→ **Problem set**
- a) In the Isabella Morra review, shorten the paragraph beginning "Her resulting frustrations may be imagined" while keeping its main facts.
- b) According to the Isabella Morra review, which village does Morra call "this vile, odious hamlet"?
- c) Continue the Isabella Morra review, starting right after its last quoted line.

→ **Page excerpt**
----------
The Strange, Pitiful Tale of Isabella Morra (tr. Caroline Maldonado)

While travelling in the Basilicata region of Southern Italy – in effect, the arch of the ‘foot’ of that country – researching her earlier translations of the little known twentieth century male poet, Rocco Scotellaro (1923-1953), Caroline Maldonado heard of the much earlier, even less known poetry of Isabella Morra. Born around 1520, Morra was one of eight children. Her father, Giovan Michele fled into exile in France when Isabella was about eight years old. A cultured woman – knowledgeable in science, music, literature and the classics – her life prospects were utterly curtailed by her father’s absence and she was left in the care of her brothers.

Her resulting frustrations may be imagined – and astonishingly they are also vividly portrayed in her poems – but her violent death, aged 26, is not clearly understood. There were rumours of an affair between Isabella and a Spanish count and poet, Don Diego Sandoval de Castro, though he was also the husband of a friend of Isabella’s and almost certainly admired by her as much as a writer as a man. But her brothers believed the rumours and seem to have killed her – an honour killing to protect the family name. Maldonado’s book, Isabella, published by Smokestack Books, contains – in parallel text – all of Isabella’s known work, just ten sonnets and three canzoni. The book also includes Maldonado’s own introduction to Morra and 17 original poems by her, inspired by Morra’s work and her “strange, pitiful tale”.

Castello di Isabella Morra

Given the period in which she wrote, it is the raw, personal nature of many of Morra’s poems, their direct style of address, that is so surprising. Maldonado’s decision to make the work as “accessible as possible to a contemporary reader” accentuates this as does her choice not to re-create closely the rhyming of the originals. Morra creates a strong sense of an actual place. It is a place of imprisonment, one she loathes, the village of Favale: “this vile, odious hamlet”. She looks favourably on neither the place nor its people:

Here once again, O hell-like wasted valley,

O Alpine river, shattered heaps of stone,

spirits stripped bare of all goodness or pity,

you will hear the voice of my endless pain.

An unsympathetic ear might sense something brattishly self-regarding here and, given her youth and sheltered upbringing, that would not be surprising. But it is partly this sense of a little girl lost that is so moving. There are several sonnets concerned with her father’s absence. Sonnet III addresses him directly:

I, your daughter Isabella, often look out

hoping for a wooden ship to appear,

Father, that will bring me back news of you.

The first line’s poignant allusion to their relationship reminds the reader that he has been absent from her life for many years. As she gazes out hopefully, she and the dismal locale seem to merge, “so abandoned, so alone!” In sonnet VIII, ominously anticipating the end of her life, she imagines her father’s too-late return: “Tell him how, by my death, I appease / my bitter fortune and the misery of my fate”. It is the capricious – even vengeful – Goddess ‘Fortuna’ that Morra often rails against. In Sonnet I, she is assaulted by “cruel Fortune”. Sonnet VI is a tirade against her mistreatment, initially from a literary standpoint (Morra had hoped to make a name for herself “with the sweet Muses”):

You have promoted every minor talent,

Fortuna, rewarded every sordid heart,

you now compel my own, long past all tears,

to face still more hardship, feel more desolate.
----------
→ **Supplied material**

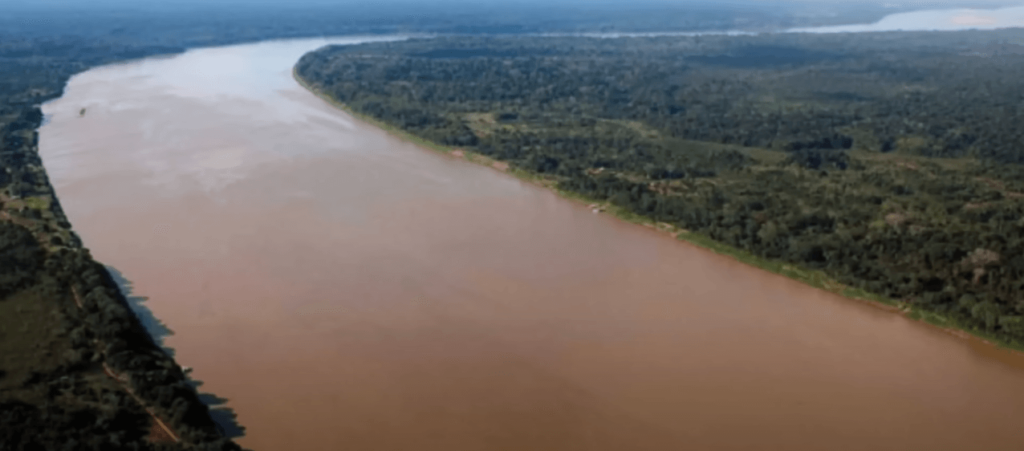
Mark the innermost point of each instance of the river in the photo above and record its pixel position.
----------
→ **Task-by-task answers**
- a) Morra's frustrations show vividly in her poems, but her violent death at 26 remains unclear. Rumors linked her to a Spanish count and poet, Don Diego Sandoval de Castro, the husband of her friend. Her brothers believed the rumors and seem to have killed her to protect the family's honor. Maldonado's book Isabella, from Smokestack Books, presents all of Morra's known work in parallel text: ten sonnets and three canzoni. It also includes Maldonado's introduction and 17 of her own poems inspired by Morra's work and her "strange, pitiful tale."

- b) Favale.

- c)
Fortune is also berated for bringing down King Francis I (defeated in battle in 1544), the French monarch who she hoped might protect her father and even bring about a reconciliation between them. Fortuna’s femininity leads Isabella into the awkward position of maligning all women in saying that Fortuna is an “enemy to every noble heart”.

Given such a small body of work and uncertainties about its editing and arrangement, it’s hard to be certain of any sense of development. But over the ten sonnets Maldonado gives us, Morra’s complaints about her lot do seem to modulate into something more resigned and accepting. This is more the tone of Sonnet IX, in which “unholy Death or cruel Fortune” are again the enemies of her “rising hopes” but there are signs of greater resilience: “worn down as I am it will do me no harm”. The final Sonnet also takes up a more distanced perspective:

You know, in those days, how bitterly I wrote,

with what anger and pain I denounced Fortune.

No woman under the moon ever complained

with greater passion than me about her fate.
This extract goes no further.